[What to produce] Each line of the records is to be returned verbatim, with the images omitted.

Saved entries:
+===+
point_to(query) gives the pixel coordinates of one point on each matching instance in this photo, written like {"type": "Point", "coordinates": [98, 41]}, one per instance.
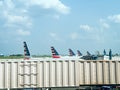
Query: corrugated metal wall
{"type": "Point", "coordinates": [57, 73]}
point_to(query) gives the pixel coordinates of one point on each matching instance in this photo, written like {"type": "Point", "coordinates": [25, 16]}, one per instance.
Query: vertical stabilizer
{"type": "Point", "coordinates": [54, 53]}
{"type": "Point", "coordinates": [79, 53]}
{"type": "Point", "coordinates": [26, 51]}
{"type": "Point", "coordinates": [71, 53]}
{"type": "Point", "coordinates": [88, 54]}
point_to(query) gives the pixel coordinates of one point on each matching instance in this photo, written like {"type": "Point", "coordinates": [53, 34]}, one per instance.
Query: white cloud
{"type": "Point", "coordinates": [49, 4]}
{"type": "Point", "coordinates": [86, 27]}
{"type": "Point", "coordinates": [23, 32]}
{"type": "Point", "coordinates": [115, 18]}
{"type": "Point", "coordinates": [74, 36]}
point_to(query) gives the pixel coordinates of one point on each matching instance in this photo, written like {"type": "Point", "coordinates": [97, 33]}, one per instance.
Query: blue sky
{"type": "Point", "coordinates": [85, 25]}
+===+
[Solution]
point_to(query) gives the pixel coordinates of one point on each matching instance in this photo, written like {"type": "Point", "coordinates": [98, 41]}, one per instance.
Query: corrugated metal wall
{"type": "Point", "coordinates": [57, 73]}
point_to(query) gives the pixel coordinates of one point on each matching instance in this photo, written like {"type": "Point", "coordinates": [25, 16]}, one per instance.
Query: vertical stabilizer
{"type": "Point", "coordinates": [54, 53]}
{"type": "Point", "coordinates": [79, 53]}
{"type": "Point", "coordinates": [26, 51]}
{"type": "Point", "coordinates": [71, 53]}
{"type": "Point", "coordinates": [88, 54]}
point_to(query) gives the pixel coordinates of one point on each matching instance in this photo, written like {"type": "Point", "coordinates": [53, 34]}, one per instance.
Query: white cloud
{"type": "Point", "coordinates": [49, 4]}
{"type": "Point", "coordinates": [86, 27]}
{"type": "Point", "coordinates": [23, 32]}
{"type": "Point", "coordinates": [115, 18]}
{"type": "Point", "coordinates": [74, 36]}
point_to(query) gives the pixel coordinates of one point on each matching instance in this photo, written like {"type": "Point", "coordinates": [97, 33]}, one per instance.
Query: blue sky
{"type": "Point", "coordinates": [85, 25]}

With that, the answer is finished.